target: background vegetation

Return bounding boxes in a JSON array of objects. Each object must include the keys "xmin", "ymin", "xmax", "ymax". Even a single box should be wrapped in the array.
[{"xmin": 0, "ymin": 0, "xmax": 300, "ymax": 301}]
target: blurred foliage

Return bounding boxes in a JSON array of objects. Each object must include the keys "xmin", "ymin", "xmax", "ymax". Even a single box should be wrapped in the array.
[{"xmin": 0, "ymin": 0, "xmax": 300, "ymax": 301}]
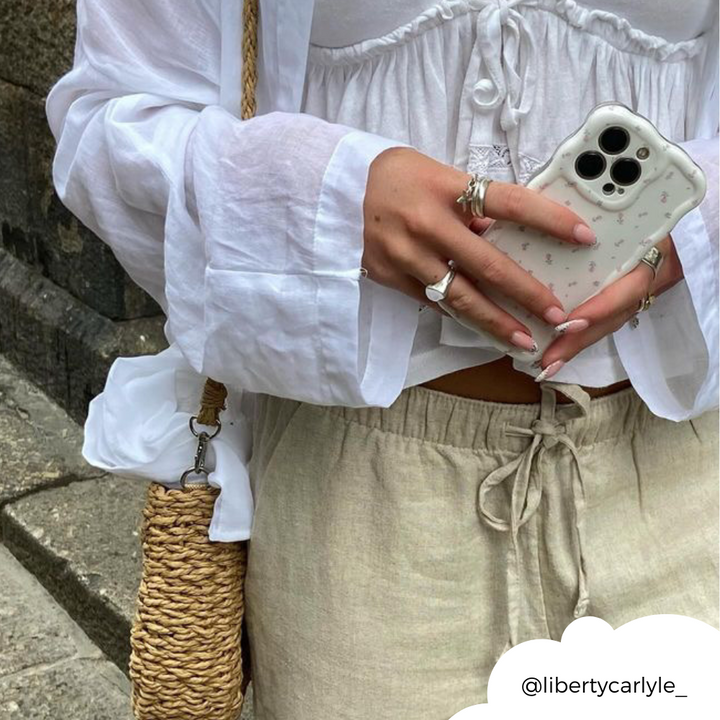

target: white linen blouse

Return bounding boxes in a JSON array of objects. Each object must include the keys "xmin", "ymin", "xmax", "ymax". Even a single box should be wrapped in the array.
[{"xmin": 46, "ymin": 0, "xmax": 718, "ymax": 541}]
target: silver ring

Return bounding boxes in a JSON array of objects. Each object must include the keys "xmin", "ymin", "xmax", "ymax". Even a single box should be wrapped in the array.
[
  {"xmin": 456, "ymin": 173, "xmax": 492, "ymax": 218},
  {"xmin": 636, "ymin": 293, "xmax": 655, "ymax": 312},
  {"xmin": 425, "ymin": 260, "xmax": 455, "ymax": 302}
]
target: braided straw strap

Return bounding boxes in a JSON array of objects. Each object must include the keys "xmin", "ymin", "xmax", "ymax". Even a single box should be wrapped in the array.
[{"xmin": 130, "ymin": 0, "xmax": 258, "ymax": 720}]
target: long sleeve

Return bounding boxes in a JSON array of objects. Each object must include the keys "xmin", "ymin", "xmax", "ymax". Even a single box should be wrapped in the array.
[
  {"xmin": 46, "ymin": 0, "xmax": 418, "ymax": 405},
  {"xmin": 613, "ymin": 137, "xmax": 720, "ymax": 421}
]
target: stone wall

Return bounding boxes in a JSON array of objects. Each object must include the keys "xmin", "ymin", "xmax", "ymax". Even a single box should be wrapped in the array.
[{"xmin": 0, "ymin": 0, "xmax": 164, "ymax": 422}]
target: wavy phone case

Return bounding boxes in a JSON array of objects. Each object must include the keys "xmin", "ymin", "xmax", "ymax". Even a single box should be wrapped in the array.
[{"xmin": 443, "ymin": 103, "xmax": 705, "ymax": 363}]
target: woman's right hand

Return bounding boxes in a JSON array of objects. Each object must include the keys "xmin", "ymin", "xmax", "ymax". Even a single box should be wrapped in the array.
[{"xmin": 363, "ymin": 147, "xmax": 595, "ymax": 350}]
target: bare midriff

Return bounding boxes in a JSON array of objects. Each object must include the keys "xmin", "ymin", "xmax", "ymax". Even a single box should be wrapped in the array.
[{"xmin": 423, "ymin": 357, "xmax": 630, "ymax": 403}]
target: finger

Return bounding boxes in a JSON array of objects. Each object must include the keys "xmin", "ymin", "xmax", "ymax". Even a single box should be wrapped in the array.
[
  {"xmin": 539, "ymin": 310, "xmax": 634, "ymax": 379},
  {"xmin": 468, "ymin": 218, "xmax": 495, "ymax": 235},
  {"xmin": 436, "ymin": 221, "xmax": 567, "ymax": 325},
  {"xmin": 478, "ymin": 181, "xmax": 596, "ymax": 245},
  {"xmin": 410, "ymin": 256, "xmax": 537, "ymax": 352}
]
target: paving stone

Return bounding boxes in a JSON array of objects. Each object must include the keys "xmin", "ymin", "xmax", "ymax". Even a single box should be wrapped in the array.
[
  {"xmin": 0, "ymin": 249, "xmax": 167, "ymax": 423},
  {"xmin": 0, "ymin": 476, "xmax": 253, "ymax": 720},
  {"xmin": 0, "ymin": 546, "xmax": 132, "ymax": 720},
  {"xmin": 0, "ymin": 356, "xmax": 101, "ymax": 507},
  {"xmin": 0, "ymin": 0, "xmax": 76, "ymax": 95},
  {"xmin": 0, "ymin": 475, "xmax": 146, "ymax": 671}
]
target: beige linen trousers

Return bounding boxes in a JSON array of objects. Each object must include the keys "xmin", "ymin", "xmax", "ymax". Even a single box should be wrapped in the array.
[{"xmin": 246, "ymin": 382, "xmax": 719, "ymax": 720}]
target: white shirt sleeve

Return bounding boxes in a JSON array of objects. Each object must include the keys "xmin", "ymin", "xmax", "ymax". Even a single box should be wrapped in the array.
[
  {"xmin": 613, "ymin": 137, "xmax": 720, "ymax": 421},
  {"xmin": 46, "ymin": 0, "xmax": 418, "ymax": 406}
]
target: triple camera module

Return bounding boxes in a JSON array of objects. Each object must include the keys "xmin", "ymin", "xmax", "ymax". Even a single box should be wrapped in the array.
[{"xmin": 575, "ymin": 127, "xmax": 650, "ymax": 195}]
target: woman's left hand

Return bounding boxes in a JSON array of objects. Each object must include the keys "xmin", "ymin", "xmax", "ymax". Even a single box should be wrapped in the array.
[{"xmin": 540, "ymin": 235, "xmax": 683, "ymax": 377}]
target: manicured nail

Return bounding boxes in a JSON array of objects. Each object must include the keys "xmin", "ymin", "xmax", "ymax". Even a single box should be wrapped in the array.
[
  {"xmin": 555, "ymin": 318, "xmax": 590, "ymax": 335},
  {"xmin": 573, "ymin": 223, "xmax": 597, "ymax": 245},
  {"xmin": 535, "ymin": 360, "xmax": 565, "ymax": 382},
  {"xmin": 510, "ymin": 330, "xmax": 537, "ymax": 352},
  {"xmin": 543, "ymin": 305, "xmax": 567, "ymax": 325}
]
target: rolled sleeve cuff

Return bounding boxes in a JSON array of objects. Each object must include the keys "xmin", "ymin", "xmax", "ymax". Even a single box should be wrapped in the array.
[{"xmin": 314, "ymin": 131, "xmax": 419, "ymax": 407}]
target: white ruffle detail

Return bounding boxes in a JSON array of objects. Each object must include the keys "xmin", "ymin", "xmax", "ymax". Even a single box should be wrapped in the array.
[
  {"xmin": 308, "ymin": 0, "xmax": 704, "ymax": 66},
  {"xmin": 82, "ymin": 345, "xmax": 253, "ymax": 542}
]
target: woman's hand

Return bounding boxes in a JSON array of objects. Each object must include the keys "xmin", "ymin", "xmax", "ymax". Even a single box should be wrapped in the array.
[
  {"xmin": 540, "ymin": 235, "xmax": 683, "ymax": 379},
  {"xmin": 363, "ymin": 148, "xmax": 595, "ymax": 350}
]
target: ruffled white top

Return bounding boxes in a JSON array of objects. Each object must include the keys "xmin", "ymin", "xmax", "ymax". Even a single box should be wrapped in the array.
[{"xmin": 47, "ymin": 0, "xmax": 718, "ymax": 540}]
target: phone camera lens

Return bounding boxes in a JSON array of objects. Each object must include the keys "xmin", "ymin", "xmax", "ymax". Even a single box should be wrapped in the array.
[
  {"xmin": 575, "ymin": 152, "xmax": 605, "ymax": 180},
  {"xmin": 610, "ymin": 158, "xmax": 640, "ymax": 185},
  {"xmin": 600, "ymin": 127, "xmax": 630, "ymax": 155}
]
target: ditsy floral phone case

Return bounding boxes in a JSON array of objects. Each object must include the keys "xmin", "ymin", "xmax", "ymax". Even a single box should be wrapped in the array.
[{"xmin": 444, "ymin": 103, "xmax": 705, "ymax": 363}]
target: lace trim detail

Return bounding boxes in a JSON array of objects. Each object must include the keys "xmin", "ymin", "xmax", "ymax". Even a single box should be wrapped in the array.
[{"xmin": 467, "ymin": 144, "xmax": 543, "ymax": 185}]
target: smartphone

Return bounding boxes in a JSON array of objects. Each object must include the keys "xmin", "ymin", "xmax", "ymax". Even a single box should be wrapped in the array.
[{"xmin": 443, "ymin": 103, "xmax": 706, "ymax": 363}]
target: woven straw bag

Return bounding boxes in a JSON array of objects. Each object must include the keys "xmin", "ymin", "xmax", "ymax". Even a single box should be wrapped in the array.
[{"xmin": 130, "ymin": 0, "xmax": 258, "ymax": 720}]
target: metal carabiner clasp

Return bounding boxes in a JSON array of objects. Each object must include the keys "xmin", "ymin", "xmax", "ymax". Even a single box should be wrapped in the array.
[{"xmin": 180, "ymin": 416, "xmax": 222, "ymax": 489}]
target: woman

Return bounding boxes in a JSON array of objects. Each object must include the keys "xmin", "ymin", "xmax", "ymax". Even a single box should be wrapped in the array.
[{"xmin": 47, "ymin": 0, "xmax": 718, "ymax": 720}]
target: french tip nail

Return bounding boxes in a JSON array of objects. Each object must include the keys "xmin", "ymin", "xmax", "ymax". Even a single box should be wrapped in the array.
[
  {"xmin": 543, "ymin": 305, "xmax": 567, "ymax": 326},
  {"xmin": 555, "ymin": 318, "xmax": 590, "ymax": 335},
  {"xmin": 510, "ymin": 330, "xmax": 537, "ymax": 353},
  {"xmin": 573, "ymin": 223, "xmax": 597, "ymax": 245},
  {"xmin": 535, "ymin": 360, "xmax": 565, "ymax": 382}
]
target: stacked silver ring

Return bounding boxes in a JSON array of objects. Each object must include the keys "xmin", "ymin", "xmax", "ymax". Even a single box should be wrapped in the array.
[
  {"xmin": 457, "ymin": 173, "xmax": 492, "ymax": 218},
  {"xmin": 425, "ymin": 260, "xmax": 455, "ymax": 302}
]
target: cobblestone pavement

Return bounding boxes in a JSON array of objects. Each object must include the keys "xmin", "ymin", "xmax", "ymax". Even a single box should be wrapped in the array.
[{"xmin": 0, "ymin": 545, "xmax": 132, "ymax": 720}]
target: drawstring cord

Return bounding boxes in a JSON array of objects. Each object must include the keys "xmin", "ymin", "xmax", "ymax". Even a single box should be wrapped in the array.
[
  {"xmin": 477, "ymin": 382, "xmax": 590, "ymax": 649},
  {"xmin": 473, "ymin": 0, "xmax": 537, "ymax": 131}
]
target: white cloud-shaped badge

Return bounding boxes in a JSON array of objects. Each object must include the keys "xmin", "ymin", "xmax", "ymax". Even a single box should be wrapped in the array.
[{"xmin": 451, "ymin": 615, "xmax": 720, "ymax": 720}]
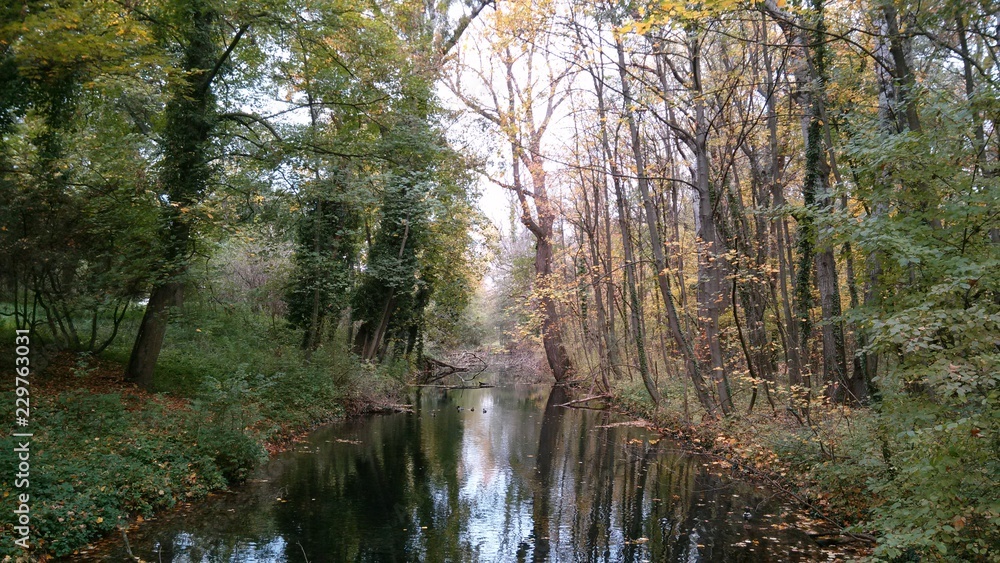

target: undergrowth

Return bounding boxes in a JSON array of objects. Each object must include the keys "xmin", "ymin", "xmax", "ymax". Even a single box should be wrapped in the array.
[{"xmin": 0, "ymin": 308, "xmax": 406, "ymax": 560}]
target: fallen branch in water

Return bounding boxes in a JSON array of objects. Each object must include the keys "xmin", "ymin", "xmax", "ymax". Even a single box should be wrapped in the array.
[{"xmin": 556, "ymin": 394, "xmax": 611, "ymax": 407}]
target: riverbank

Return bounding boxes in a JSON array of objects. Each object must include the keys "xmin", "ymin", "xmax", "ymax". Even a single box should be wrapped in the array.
[
  {"xmin": 0, "ymin": 319, "xmax": 405, "ymax": 561},
  {"xmin": 610, "ymin": 374, "xmax": 1000, "ymax": 562}
]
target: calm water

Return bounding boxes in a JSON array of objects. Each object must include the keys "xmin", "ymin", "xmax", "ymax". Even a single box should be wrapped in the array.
[{"xmin": 92, "ymin": 386, "xmax": 826, "ymax": 563}]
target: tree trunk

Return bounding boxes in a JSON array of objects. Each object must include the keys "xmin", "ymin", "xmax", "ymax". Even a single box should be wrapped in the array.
[
  {"xmin": 125, "ymin": 282, "xmax": 183, "ymax": 389},
  {"xmin": 598, "ymin": 35, "xmax": 712, "ymax": 412}
]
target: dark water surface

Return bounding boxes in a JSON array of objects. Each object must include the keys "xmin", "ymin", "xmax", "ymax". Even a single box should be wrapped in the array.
[{"xmin": 92, "ymin": 386, "xmax": 827, "ymax": 563}]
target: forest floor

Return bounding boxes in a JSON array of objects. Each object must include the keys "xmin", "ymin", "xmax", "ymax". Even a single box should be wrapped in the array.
[
  {"xmin": 0, "ymin": 338, "xmax": 405, "ymax": 562},
  {"xmin": 610, "ymin": 378, "xmax": 883, "ymax": 558}
]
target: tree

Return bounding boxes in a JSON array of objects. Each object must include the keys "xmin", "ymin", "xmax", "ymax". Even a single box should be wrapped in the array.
[{"xmin": 449, "ymin": 3, "xmax": 573, "ymax": 382}]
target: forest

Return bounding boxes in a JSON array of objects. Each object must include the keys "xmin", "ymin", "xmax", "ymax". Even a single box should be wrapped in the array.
[{"xmin": 0, "ymin": 0, "xmax": 1000, "ymax": 562}]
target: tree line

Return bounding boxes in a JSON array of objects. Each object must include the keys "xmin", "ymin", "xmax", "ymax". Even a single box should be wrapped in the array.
[
  {"xmin": 456, "ymin": 0, "xmax": 1000, "ymax": 560},
  {"xmin": 0, "ymin": 0, "xmax": 494, "ymax": 387}
]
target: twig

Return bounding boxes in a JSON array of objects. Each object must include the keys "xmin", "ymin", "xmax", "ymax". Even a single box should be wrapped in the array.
[{"xmin": 556, "ymin": 394, "xmax": 611, "ymax": 407}]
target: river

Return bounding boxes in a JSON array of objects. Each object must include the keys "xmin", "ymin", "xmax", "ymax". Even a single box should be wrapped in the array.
[{"xmin": 88, "ymin": 385, "xmax": 832, "ymax": 563}]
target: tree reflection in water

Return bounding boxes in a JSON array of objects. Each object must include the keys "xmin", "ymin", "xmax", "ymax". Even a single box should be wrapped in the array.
[{"xmin": 94, "ymin": 386, "xmax": 821, "ymax": 563}]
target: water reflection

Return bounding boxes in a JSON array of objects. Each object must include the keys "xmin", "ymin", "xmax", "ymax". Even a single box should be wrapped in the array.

+ + + + +

Please rewrite the listing from the line with "target: water reflection" through the end of the listing, changing "bounding boxes" to "rectangles" and leaving everything else as it is.

target: water reflection

Return rectangles in a JSON array of objects. Each object must include the keys "xmin", "ymin", "xmax", "ymax". Even a single box should be wrapped in the array.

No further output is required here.